── Text extract

# Thoughts on "The Fandom" documentary?



## Bink (Jul 1, 2020)

I won't lie I'm pretty hyped about the premier on the 3rd of July. I've seen a lot of media furry coverage and a few documentaries but this one just seems so much more promising and in depth at first glance, compared to the other ones I've viewed. This isn't too surprising though as it's directed by none other than Ash Coyote, a relatively small, trans furry youtuber (I love her content for some reason, she has such a fun personality).

It's releasing during a bad time IMO to gather the attention I had originally hoped, but I think it's a huge step in the right direction towards trying to educate the general public on WHAT EXACTLY we, as furries, are as a whole... which is to say we are not a collective mass so to speak but a PLETHORA of different types of people from all walks of life sharing a common interest in anthros...

but I digress, what are your thoughts on this? I plan on watching the premier and if I like it, I will be buying a digital copy to support the director and team who made it, and I suggest the same for all of you!

TRAILER:





LINK FOR PREMIER:


----------



## Bink (Jul 3, 2020)

PREMIER IN 8HRS!

Really? No one has any thoughts on this, I figured there would be more a buzz about it.. if its got so little attention in the fandom itself then I suppose it'll be DOA pretty much.. I still think I'll enjoy it either way.


----------



## ManicTherapsid (Jul 3, 2020)

I'll probably watch it whenI get time. Think I donated $5 to their kickstarter last year.


----------



## Punji (Jul 3, 2020)

I gotta admit, I'm very impressed with it! It was interesting and informative, and I feel like they handled things very appropriately. A fair and honest representation.

Thanks for bringing it to attention!


----------



## Bink (Jul 3, 2020)

All I can say is WOW. It wasn't what I was expecting. But it was moving and emotional for sure (and definitely educational, especially the history the fandoms roots).

────
── Supplied material

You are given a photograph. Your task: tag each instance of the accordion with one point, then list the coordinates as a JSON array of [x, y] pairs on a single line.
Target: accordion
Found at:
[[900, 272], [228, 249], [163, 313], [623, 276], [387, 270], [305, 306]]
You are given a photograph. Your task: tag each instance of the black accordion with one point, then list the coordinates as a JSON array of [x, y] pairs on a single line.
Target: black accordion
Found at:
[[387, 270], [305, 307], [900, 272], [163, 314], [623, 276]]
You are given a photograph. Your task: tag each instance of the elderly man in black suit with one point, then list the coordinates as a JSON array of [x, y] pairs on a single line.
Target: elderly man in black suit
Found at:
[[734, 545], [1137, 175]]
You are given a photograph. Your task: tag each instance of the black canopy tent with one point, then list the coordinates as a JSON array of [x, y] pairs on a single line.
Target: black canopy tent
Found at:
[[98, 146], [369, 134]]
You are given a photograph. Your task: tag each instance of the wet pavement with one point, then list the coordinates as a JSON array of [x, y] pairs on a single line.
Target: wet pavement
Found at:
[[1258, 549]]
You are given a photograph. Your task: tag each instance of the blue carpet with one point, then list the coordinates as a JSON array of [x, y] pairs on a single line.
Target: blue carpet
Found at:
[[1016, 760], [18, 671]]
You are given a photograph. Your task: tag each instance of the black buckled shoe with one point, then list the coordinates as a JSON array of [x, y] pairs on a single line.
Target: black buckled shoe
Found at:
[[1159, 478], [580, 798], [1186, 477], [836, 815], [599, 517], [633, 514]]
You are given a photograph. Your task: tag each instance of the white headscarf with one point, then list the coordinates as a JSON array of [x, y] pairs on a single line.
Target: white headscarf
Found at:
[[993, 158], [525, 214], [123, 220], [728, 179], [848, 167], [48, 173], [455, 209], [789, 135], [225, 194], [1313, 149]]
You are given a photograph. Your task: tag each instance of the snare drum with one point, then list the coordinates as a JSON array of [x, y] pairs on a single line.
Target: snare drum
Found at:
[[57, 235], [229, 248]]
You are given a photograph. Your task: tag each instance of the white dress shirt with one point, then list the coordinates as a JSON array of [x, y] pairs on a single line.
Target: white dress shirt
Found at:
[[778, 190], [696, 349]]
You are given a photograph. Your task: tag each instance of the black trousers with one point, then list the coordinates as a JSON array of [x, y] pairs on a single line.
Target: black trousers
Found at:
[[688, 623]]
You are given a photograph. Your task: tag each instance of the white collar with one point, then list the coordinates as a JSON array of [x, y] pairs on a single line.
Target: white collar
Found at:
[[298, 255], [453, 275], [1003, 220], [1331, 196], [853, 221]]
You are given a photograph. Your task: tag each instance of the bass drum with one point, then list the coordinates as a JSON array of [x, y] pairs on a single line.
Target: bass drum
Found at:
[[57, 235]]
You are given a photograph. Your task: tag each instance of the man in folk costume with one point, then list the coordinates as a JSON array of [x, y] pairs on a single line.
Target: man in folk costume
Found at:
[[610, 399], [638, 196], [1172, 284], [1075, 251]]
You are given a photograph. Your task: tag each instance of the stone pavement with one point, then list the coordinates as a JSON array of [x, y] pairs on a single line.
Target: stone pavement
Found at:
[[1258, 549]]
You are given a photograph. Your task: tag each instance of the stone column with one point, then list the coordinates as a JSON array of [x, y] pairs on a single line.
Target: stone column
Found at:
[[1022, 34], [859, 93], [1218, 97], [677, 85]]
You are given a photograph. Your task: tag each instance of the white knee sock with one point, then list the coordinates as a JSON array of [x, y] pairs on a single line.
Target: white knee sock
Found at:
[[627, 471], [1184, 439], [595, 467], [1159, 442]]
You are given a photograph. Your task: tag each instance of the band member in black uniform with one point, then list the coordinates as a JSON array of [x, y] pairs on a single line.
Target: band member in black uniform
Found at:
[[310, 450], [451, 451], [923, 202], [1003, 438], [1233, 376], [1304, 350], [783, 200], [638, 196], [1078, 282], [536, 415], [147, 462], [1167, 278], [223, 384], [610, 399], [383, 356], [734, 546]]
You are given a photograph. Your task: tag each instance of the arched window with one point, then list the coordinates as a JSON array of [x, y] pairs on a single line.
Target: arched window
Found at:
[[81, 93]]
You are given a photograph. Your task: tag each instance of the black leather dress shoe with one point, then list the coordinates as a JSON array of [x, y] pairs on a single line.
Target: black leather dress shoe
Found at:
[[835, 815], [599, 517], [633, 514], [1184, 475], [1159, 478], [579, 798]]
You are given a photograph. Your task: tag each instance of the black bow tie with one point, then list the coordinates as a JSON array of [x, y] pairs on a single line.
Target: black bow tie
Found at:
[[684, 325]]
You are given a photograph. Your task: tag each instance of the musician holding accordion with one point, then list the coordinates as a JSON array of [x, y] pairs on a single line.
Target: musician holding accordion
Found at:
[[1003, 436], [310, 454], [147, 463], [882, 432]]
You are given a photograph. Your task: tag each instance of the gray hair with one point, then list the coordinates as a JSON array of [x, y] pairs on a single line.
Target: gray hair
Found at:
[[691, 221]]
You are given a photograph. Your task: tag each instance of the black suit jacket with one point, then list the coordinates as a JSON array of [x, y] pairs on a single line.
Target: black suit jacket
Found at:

────

- [Short exercise]
Put this sentence from the documentary thread into Spanish: "It was interesting and informative, and I feel like they handled things very appropriately."

- [Answer to the exercise]
Fue interesante e informativo, y siento que manejaron las cosas de manera muy apropiada.